Earlier this year, I read another article written by him and sent him an email about that article as well. He wrote me back – twice. The difference in tone between the two articles is, for me, a little sad. The Dr. Parikh I briefly corresponded with was respectful. (Perhaps I like him because he called me “smart and civil.”) But he seems to have moved in a different direction.
And apparently, I have as well. I noticed that on I Speak of Dreams Blog I am listed as an anti-vaccine writer. I giggled at first, and then I wondered if I should send an email thanking the author for including me. But it also caused to reflect on whether I truly am anti-vaccine; because, after all, if I call on others to reflect on their position I should do the same.
I started motherhood firmly in a pro-vaccine, anti “anti-vacciner” position. I actually had the gall (to my embarrassment) to call people out for not vaccinating their children. But after a long painful period of questioning and study, I realized that something I had done had permanently damaged my children.
I believe that vaccines have and do benefit mankind. I never had to have the smallpox shot because it was eradicated before I was old enough to get it. I’m grateful my children aren’t at risk from polio. But I believe that the benefits of vaccines tend to be overstated. Rates of disease drop dramatically once people have consistent access to clean water, soap and good sanitation! As for the “herd immunity” argument – I address that here. I live in a first world. Therefore, my risk factors are different than they would be in a third world country. It convinces no one to use fear based reasoning when they have an understanding of actual risks.

**TASK REQUIREMENTS:**
**A.** Write out everything in the vaccine post from "I started motherhood" down to "damaged my children.".
**B.** In the vaccine post, why did the writer never have to get the smallpox shot?
The records have nothing to do with the post.

**GIVEN ENTRIES:**
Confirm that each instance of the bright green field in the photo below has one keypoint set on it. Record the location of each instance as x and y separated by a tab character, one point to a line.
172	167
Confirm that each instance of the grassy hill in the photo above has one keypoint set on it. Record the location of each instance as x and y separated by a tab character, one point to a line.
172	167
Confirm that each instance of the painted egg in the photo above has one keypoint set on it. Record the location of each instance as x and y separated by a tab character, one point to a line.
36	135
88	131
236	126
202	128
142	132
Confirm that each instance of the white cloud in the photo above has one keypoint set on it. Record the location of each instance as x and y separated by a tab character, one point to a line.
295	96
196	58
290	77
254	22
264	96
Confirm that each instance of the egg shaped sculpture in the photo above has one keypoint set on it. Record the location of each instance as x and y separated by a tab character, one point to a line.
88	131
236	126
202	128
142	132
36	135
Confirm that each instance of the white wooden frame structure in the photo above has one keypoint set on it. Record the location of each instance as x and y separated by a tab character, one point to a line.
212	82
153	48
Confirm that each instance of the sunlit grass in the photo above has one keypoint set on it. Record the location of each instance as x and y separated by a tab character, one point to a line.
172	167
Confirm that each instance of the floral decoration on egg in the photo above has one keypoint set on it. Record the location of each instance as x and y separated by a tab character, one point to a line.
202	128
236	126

**LIST OF SOLUTIONS:**
**A.**
I started motherhood firmly in a pro-vaccine, anti “anti-vacciner” position. I actually had the gall (to my embarrassment) to call people out for not vaccinating their children. But after a long painful period of questioning and study, I realized that something I had done had permanently damaged my children.

**B.** Smallpox was eradicated before the writer was old enough to get the shot.